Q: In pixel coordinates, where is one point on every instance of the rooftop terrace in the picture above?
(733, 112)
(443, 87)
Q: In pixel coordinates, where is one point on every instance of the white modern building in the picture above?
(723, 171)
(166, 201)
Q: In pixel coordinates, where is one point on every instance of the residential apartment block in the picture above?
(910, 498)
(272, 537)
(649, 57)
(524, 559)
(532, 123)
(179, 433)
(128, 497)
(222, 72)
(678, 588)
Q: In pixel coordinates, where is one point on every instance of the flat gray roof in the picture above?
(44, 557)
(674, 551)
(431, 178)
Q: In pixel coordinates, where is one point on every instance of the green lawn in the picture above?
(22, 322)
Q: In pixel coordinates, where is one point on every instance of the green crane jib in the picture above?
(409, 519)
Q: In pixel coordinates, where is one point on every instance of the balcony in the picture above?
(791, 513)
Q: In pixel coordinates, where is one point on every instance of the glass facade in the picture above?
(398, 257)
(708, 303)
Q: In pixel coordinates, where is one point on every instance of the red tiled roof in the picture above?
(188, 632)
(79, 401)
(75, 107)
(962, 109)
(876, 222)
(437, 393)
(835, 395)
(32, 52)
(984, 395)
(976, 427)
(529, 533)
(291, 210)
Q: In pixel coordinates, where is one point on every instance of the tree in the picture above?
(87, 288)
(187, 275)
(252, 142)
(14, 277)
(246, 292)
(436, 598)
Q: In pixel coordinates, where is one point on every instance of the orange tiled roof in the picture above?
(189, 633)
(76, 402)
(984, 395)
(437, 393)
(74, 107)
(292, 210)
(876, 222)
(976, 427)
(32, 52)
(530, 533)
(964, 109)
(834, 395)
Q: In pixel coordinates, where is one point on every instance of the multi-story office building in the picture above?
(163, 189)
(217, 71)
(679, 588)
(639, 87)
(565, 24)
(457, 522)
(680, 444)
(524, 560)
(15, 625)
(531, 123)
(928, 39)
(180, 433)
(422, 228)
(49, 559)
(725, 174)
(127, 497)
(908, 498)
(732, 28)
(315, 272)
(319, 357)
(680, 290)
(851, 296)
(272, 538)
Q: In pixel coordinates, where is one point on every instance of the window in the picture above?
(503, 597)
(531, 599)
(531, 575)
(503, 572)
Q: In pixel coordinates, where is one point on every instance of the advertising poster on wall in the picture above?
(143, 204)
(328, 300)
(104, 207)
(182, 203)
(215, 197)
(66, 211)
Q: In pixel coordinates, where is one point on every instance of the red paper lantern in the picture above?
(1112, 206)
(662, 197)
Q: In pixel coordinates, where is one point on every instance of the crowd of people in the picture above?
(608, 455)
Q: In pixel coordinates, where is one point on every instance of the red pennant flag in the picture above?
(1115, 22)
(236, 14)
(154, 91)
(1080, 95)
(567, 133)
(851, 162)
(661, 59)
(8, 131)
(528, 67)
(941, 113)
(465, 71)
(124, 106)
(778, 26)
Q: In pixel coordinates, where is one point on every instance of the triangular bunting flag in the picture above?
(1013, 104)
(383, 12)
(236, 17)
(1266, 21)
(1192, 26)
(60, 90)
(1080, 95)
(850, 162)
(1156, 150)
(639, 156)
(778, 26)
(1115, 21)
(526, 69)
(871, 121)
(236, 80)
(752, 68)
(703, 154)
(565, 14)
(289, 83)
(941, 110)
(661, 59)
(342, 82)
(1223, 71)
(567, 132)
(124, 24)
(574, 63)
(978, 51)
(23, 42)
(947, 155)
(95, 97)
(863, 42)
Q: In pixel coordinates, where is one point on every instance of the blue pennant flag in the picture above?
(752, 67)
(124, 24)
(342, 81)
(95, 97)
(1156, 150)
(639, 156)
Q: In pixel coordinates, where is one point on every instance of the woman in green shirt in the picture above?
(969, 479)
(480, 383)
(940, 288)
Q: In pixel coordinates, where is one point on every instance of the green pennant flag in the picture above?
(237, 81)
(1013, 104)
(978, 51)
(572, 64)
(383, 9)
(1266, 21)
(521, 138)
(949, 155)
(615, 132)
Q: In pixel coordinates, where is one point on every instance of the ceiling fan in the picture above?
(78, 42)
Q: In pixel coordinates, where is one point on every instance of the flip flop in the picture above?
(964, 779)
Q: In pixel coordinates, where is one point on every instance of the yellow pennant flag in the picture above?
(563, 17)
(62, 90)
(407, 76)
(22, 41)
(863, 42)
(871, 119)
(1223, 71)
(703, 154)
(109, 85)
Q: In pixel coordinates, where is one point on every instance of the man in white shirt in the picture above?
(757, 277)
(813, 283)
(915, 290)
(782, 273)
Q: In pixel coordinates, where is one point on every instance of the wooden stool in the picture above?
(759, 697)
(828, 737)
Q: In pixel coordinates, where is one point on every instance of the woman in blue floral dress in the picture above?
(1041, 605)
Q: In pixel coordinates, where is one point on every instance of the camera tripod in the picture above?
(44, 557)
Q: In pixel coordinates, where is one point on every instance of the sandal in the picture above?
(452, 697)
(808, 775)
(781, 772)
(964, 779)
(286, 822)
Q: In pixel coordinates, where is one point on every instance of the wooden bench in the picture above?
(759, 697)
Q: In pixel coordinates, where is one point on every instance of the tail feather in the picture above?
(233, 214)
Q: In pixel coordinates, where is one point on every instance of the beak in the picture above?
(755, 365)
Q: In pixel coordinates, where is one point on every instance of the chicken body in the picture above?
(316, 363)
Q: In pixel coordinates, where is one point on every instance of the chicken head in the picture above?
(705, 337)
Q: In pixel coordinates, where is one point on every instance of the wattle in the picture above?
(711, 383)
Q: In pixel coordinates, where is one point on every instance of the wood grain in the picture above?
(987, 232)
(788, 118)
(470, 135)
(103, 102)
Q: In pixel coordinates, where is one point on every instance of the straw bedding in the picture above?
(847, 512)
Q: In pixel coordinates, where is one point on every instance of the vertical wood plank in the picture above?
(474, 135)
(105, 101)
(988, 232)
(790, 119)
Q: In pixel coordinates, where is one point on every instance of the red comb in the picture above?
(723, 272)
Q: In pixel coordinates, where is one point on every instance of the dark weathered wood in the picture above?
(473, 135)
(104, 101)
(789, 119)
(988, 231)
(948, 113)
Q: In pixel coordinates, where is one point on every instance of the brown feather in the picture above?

Directions for this task: Set down all of the data above, word for word.

Solution to this task:
Q: In pixel coordinates, where is one point on every instance of the rooftop terrace in the picture above?
(733, 112)
(443, 87)
Q: In pixel coordinates, where is one point on every instance of the white modern building in the picture above?
(723, 171)
(166, 201)
Q: In pixel coordinates, where is one point on every instance of the residential apartment block in the picture above?
(910, 498)
(272, 537)
(649, 57)
(524, 559)
(532, 123)
(179, 433)
(128, 497)
(222, 72)
(678, 588)
Q: In pixel coordinates, where is one point on every instance of the flat gray roof in the picture above?
(44, 557)
(674, 551)
(431, 178)
Q: In pixel coordinates, where is one point on every instance of the green lawn in the picture above?
(22, 322)
Q: In pixel coordinates, where is one point on every instance of the green crane jib in the picture above?
(409, 519)
Q: In pixel coordinates, where is one point on every instance of the balcony in the picture above?
(791, 513)
Q: In pixel coordinates, where is one point on every instance of the glass facade in the picture above?
(398, 257)
(708, 303)
Q: In pixel coordinates, where is one point on every instance of the red tiled roof in the picture above?
(188, 632)
(79, 401)
(75, 107)
(962, 109)
(876, 222)
(437, 393)
(835, 395)
(32, 52)
(984, 395)
(976, 427)
(529, 533)
(291, 210)
Q: In pixel coordinates, where is one point on every instance of the tree in the picture above?
(87, 288)
(187, 275)
(252, 142)
(14, 277)
(246, 292)
(436, 598)
Q: In pixel coordinates, where is one point on every instance of the orange tiled roof in the picture above?
(189, 633)
(76, 402)
(984, 395)
(437, 393)
(74, 107)
(292, 210)
(876, 222)
(976, 427)
(32, 52)
(530, 533)
(964, 109)
(834, 395)
Q: In pixel coordinates, where is one point on every instance of the multi-story office building in the picture above?
(163, 189)
(217, 71)
(679, 588)
(639, 87)
(565, 24)
(457, 522)
(680, 444)
(524, 560)
(15, 625)
(531, 123)
(928, 39)
(180, 433)
(422, 228)
(49, 559)
(725, 174)
(127, 497)
(908, 498)
(732, 28)
(315, 272)
(319, 357)
(680, 290)
(851, 296)
(272, 538)
Q: In pixel coordinates, where is one point on every instance of the window in the picture above?
(503, 597)
(531, 599)
(531, 575)
(503, 572)
Q: In pixel coordinates, where is one point on every instance of the advertising poster on wall in the picture above?
(143, 204)
(328, 300)
(104, 207)
(182, 203)
(215, 197)
(66, 211)
Q: In pixel coordinates, where is one point on every instance of the red paper lantern in the picture above?
(1112, 206)
(662, 197)
Q: In pixel coordinates, where is one point on every instance of the crowd of people in the picture above?
(608, 455)
Q: In pixel coordinates, where is one point on every instance of the red pennant flag in the picture above?
(1115, 22)
(236, 14)
(154, 91)
(1080, 95)
(567, 133)
(851, 162)
(661, 59)
(8, 131)
(528, 67)
(941, 113)
(465, 71)
(124, 106)
(778, 26)
Q: In pixel coordinates, where is one point on every instance of the triangular bunting flag in the picture above?
(1013, 104)
(383, 12)
(236, 17)
(1266, 21)
(1192, 26)
(60, 90)
(1080, 95)
(850, 162)
(1156, 150)
(639, 156)
(778, 26)
(1115, 21)
(526, 69)
(871, 121)
(236, 80)
(752, 68)
(703, 154)
(565, 14)
(289, 83)
(941, 110)
(661, 59)
(342, 82)
(1223, 71)
(567, 132)
(124, 24)
(574, 63)
(978, 51)
(23, 42)
(947, 155)
(95, 97)
(863, 42)
Q: In pixel coordinates, where is one point on every instance of the blue pennant flag in the picture above?
(752, 67)
(124, 24)
(342, 81)
(95, 97)
(1156, 150)
(639, 156)
Q: In pixel coordinates, where is one point on every instance of the woman in green shirt in the picture above?
(969, 479)
(480, 383)
(940, 288)
Q: In pixel coordinates, where is one point on every instance of the green pennant flag in the picture above?
(237, 81)
(1013, 104)
(978, 51)
(572, 64)
(383, 9)
(1266, 21)
(521, 138)
(949, 155)
(615, 132)
Q: In pixel coordinates, where is one point on every instance of the ceiling fan in the picture above?
(78, 42)
Q: In pixel coordinates, where is one point on every instance of the flip flop in the picture above?
(964, 779)
Q: In pixel coordinates, where is one point on every instance of the yellow pennant flag in the picture above?
(563, 17)
(62, 90)
(407, 76)
(22, 41)
(863, 42)
(871, 119)
(1223, 71)
(703, 154)
(109, 85)
Q: In pixel coordinates, where is one point on every instance of the man in white shirt in the picture above?
(757, 277)
(813, 283)
(915, 290)
(782, 273)
Q: In pixel coordinates, where is one point on every instance of the wooden stool in the picture above?
(759, 697)
(828, 737)
Q: In pixel coordinates, where is one point on every instance of the woman in blue floral dress in the picture above?
(1041, 605)
Q: In pixel coordinates, where is one point on every instance of the camera tripod in the picture above?
(44, 557)
Q: In pixel coordinates, where is one point on every instance of the sandal in the picture above?
(452, 697)
(808, 775)
(781, 772)
(964, 779)
(286, 822)
Q: In pixel coordinates, where is one point on every instance of the wooden bench in the picture above?
(759, 697)
Q: In pixel coordinates, where is one point on every instance of the tail feather in the picture above?
(233, 214)
Q: In pixel coordinates, where is one point on every instance of the beak in the picture above?
(755, 365)
Q: In pixel coordinates, where is one point on every instance of the chicken body in the picture above?
(316, 363)
Q: In pixel coordinates, where is one point on every instance of the chicken head in the picture above?
(705, 337)
Q: In pixel coordinates, where is one point on every instance of the wattle in the picture above?
(711, 383)
Q: In pixel coordinates, where is one point on every instance of the wood grain in the picture above?
(987, 232)
(788, 118)
(470, 135)
(103, 102)
Q: In pixel coordinates, where is one point on every instance of the straw bedding in the picture above?
(847, 512)
Q: In pixel coordinates, where is one point on every instance of the vertical wood plank in the picture above?
(474, 135)
(105, 101)
(988, 232)
(790, 119)
Q: In pixel coordinates, where is one point on every instance of the red comb in the picture above?
(723, 272)
Q: In pixel coordinates, where is one point on every instance of the dark weathered wood in the picture above?
(473, 135)
(104, 101)
(789, 119)
(988, 231)
(948, 113)
Q: In pixel coordinates, where is one point on every instance of the brown feather in the picture above?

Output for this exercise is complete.